**AIM:** Number each line of the rows from the start through the line containing "point(735, 534)", skipping blank lines and leaving out the pictures.

Image location labeling entries:
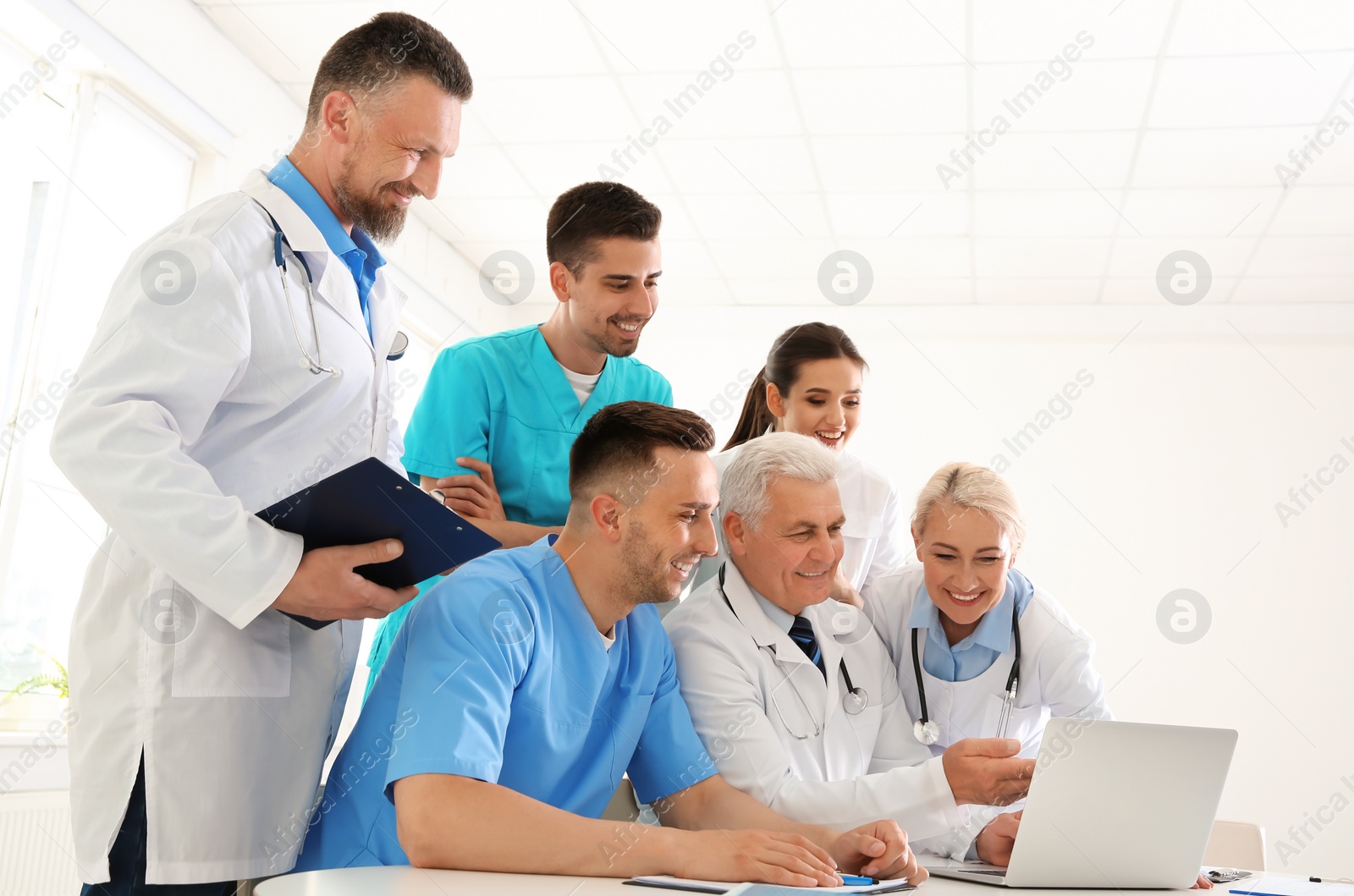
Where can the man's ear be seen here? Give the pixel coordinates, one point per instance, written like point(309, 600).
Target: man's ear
point(338, 117)
point(607, 514)
point(561, 280)
point(735, 534)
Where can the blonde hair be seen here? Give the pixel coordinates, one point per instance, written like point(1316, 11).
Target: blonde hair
point(974, 487)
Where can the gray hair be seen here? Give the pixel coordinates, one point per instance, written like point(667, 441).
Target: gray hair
point(760, 462)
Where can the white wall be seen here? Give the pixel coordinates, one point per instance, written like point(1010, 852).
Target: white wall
point(1164, 475)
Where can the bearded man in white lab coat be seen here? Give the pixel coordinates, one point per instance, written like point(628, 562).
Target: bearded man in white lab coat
point(207, 394)
point(796, 697)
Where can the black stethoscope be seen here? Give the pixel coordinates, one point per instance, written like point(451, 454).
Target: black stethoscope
point(316, 363)
point(853, 701)
point(927, 731)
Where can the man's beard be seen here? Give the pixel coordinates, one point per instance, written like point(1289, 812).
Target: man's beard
point(641, 582)
point(614, 345)
point(376, 218)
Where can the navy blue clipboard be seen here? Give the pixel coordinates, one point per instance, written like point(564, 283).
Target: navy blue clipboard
point(369, 501)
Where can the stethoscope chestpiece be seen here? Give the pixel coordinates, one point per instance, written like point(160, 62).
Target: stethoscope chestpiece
point(316, 368)
point(855, 701)
point(399, 347)
point(927, 731)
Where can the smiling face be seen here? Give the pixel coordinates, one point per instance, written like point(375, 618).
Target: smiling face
point(791, 557)
point(392, 151)
point(966, 555)
point(614, 295)
point(669, 528)
point(823, 404)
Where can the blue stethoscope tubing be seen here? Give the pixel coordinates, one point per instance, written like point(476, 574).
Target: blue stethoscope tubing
point(315, 365)
point(927, 731)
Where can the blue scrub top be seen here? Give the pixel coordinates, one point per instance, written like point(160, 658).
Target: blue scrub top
point(501, 676)
point(504, 399)
point(975, 654)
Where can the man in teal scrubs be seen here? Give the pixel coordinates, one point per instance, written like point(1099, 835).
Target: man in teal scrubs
point(531, 679)
point(494, 422)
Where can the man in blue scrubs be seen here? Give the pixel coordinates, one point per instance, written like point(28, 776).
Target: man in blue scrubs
point(498, 413)
point(532, 679)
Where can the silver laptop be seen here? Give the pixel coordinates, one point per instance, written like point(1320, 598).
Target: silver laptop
point(1114, 805)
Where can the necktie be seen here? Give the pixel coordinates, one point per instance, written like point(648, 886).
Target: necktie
point(802, 634)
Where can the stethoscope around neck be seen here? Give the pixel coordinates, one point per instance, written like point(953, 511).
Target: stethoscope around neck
point(315, 363)
point(853, 701)
point(927, 731)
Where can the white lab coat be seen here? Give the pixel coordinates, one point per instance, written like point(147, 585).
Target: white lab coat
point(1056, 673)
point(186, 420)
point(875, 536)
point(751, 692)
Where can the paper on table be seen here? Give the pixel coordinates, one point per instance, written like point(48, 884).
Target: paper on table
point(724, 887)
point(1288, 887)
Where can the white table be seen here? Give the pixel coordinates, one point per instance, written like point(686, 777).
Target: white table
point(403, 880)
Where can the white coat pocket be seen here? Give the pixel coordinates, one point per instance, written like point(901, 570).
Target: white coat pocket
point(217, 659)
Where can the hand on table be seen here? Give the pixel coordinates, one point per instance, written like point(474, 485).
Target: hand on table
point(999, 838)
point(986, 772)
point(758, 855)
point(880, 850)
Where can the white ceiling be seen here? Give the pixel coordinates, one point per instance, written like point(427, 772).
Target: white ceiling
point(829, 133)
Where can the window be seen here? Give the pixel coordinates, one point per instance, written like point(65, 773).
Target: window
point(95, 178)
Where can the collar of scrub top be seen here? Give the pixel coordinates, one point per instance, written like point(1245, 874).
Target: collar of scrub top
point(550, 377)
point(994, 629)
point(356, 250)
point(304, 236)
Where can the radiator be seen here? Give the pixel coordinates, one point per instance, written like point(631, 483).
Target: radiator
point(37, 855)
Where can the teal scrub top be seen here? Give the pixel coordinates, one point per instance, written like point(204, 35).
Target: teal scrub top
point(504, 399)
point(503, 677)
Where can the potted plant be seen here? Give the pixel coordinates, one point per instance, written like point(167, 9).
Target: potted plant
point(37, 700)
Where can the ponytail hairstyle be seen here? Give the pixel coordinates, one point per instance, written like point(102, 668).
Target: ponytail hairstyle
point(789, 354)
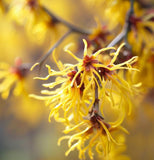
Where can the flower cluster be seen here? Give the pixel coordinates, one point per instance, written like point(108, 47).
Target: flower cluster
point(12, 77)
point(78, 95)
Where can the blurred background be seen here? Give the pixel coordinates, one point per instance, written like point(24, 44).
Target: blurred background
point(25, 133)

**THE RESPONSE:**
1. Where can the man's ear be seen here? Give the pixel coordinates, one point per instance, written like point(309, 600).
2. Target: man's ear
3. point(338, 117)
4. point(607, 514)
5. point(561, 280)
6. point(735, 534)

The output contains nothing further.